Excerpted text »

::::

World War II – Operation Crusader

Last updated on February 17th, 2019 at 09:46 pm

Operation Crusader was a British military operation in North Africa during World War II that resulted in the liberation of Tobruk, Libya from Axis forces.  Tobruk had been under siege since April 1941.

During Operation Crusader, the British had the advantage of a large reserve of tanks, while the Germans had the advantages of superior communications and a more agile tank force.

Anti-tank weapons played an important role in Operation Crusader.

Operation Crusader was launched on November 19, 1941, after Britain’s Eighth Army had been reorganized.

General Claude Auchinleck, who had been made commander of the British forces in the Middle East after the British defeat at Tobruk, wanted to destroy the panzer formations of the German Afrika Korps by provoking them to attack.

The German Afrika Korps had also been reorganized and included an Italian armored division.

Damaged German Panzer IIIs during Operation CrusaderTactical commander Lieutenant-General Alan Cunningham led Operation Crusader. When the operation began, Cunningham treated tank warfare as though it were the same as naval warfare, but took place on land instead of on sea – the old way of thinking of tanks as big “landships”.  This led him to employ strategies of naval warfare that did not work when engaging enemy tanks and anti-tank weapons.

Cunningham’s troops were not prepared to deal with well-emplaced enemy artillery, or with enemy tanks that could conceal themselves and shoot with only their turrets exposed.

They suffered heavy losses from German artillery and anti-tank guns.

A tank battle between the 4th Armoured Brigade and the 21st Panzer Division resulted in a resounding defeat for the British.

By the end of the first day, the German forces had been able to disperse British armored forces, which were hampered by poor communications.

The following day, November 20, Rommel ordered a counterattack, causing heavy losses for the British.

The Germans attacked another target the day after.

A confrontation between the 4th Armoured Brigade and the rear echelon of the 4th armored division led to another defeat for the British.

The Germans, with better communications, could move faster and with more flexibility than the British could.  By November 23, the 4th Armored Brigade had been completely taken out of operations.

Meanwhile, communication among British forces was so poor that many soldiers didn’t know where they were; let alone where the enemy was.

By this time, the British had only a few operational tanks left.

The New Zealand Division, an infantry force, was able to capture the Africa Korps headquarters. However, this did not cause much of a problem for Axis forces.

The commander of the Africa Korps, General Ludwig Crüwell, who had been away from headquarters, was able to coordinate a joint German and Italian counterattack, once again taking advantage of a reliable communication system.

::::

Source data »
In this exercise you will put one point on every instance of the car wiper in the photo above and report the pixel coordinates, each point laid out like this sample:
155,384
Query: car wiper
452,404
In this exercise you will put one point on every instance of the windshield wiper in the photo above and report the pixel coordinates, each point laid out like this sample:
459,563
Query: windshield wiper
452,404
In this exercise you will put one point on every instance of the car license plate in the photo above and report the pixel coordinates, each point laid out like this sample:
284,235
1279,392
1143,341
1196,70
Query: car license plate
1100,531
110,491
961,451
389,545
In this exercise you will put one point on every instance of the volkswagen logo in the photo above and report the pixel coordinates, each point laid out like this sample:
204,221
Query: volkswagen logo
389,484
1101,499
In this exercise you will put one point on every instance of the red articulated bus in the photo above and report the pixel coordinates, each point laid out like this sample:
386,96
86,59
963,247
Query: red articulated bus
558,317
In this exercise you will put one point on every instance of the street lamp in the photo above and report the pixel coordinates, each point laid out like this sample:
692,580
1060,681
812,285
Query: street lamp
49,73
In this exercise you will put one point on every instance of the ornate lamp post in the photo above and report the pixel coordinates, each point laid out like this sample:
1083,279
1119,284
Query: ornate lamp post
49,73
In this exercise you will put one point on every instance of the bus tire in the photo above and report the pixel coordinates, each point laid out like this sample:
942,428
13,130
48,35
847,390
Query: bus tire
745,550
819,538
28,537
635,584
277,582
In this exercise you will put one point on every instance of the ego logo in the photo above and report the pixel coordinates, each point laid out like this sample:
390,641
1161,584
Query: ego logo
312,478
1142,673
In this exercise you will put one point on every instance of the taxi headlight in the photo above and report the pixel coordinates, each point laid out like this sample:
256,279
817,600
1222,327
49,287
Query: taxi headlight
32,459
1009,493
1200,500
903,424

::::

Questions to answer »
1. For each statement, (a), (b), and (c), say whether it agrees with the Operation Crusader text, answering yes or no and quoting the deciding words from that text: (a) Operation Crusader began on November 19, 1941; (b) Tobruk had been under siege since June 1941; (c) the New Zealand Division was an armored force.
2. Carry on the Operation Crusader text, beginning after its final sentence.
The records play no part in the work here.

Answers for the tasks »
1.
(a) Yes: "Operation Crusader was launched on November 19, 1941, after Britain’s Eighth Army had been reorganized."
(b) No: "Tobruk had been under siege since April 1941."
(c) No: "The New Zealand Division, an infantry force, was able to capture the Africa Korps headquarters."

2.
Crüwell committed 150 tanks to the counterattack.

The Axis forces were slowed down when they accidently ran into some British tanks.

After that, they ran into a barrier of British anti-tank guns, which were able to put almost half of he Axis tanks out of action.

Nevertheless, the Germans were able to coordinate a second attack, forcing the British to fall back.

Rommel then used his remaining armored forces to attack the British line of communications.

He wanted to force a withdrawal by threatening the British supply line while at the same time preventing the British from attacking his forward positions.

Rommel then used his two panzer divisions and the Italian Ariete armored division to attack the British line of communications.  He wanted to force a withdrawal by threatening the British supply line while at the same time preventing the British from attacking his front line.

Rommel’s forces began their offensive on November 24, hoping to capture the British Xiii infantry corps.

They ran into several British unit headquarters and forced the British to scatter. This led to the British being even more confused.

After five hours, the German had covered 60 miles (95 kilometers).

However, eventually the British were able to slow down the Axis advance with artillery and emplaced anti-tank guns.

Some British forces were able to push forward, some of these reaching Tobruk.

Rommel had to call his panzers back to deal with the situation in his rear, using up fuel and causing his tank force to become worn down.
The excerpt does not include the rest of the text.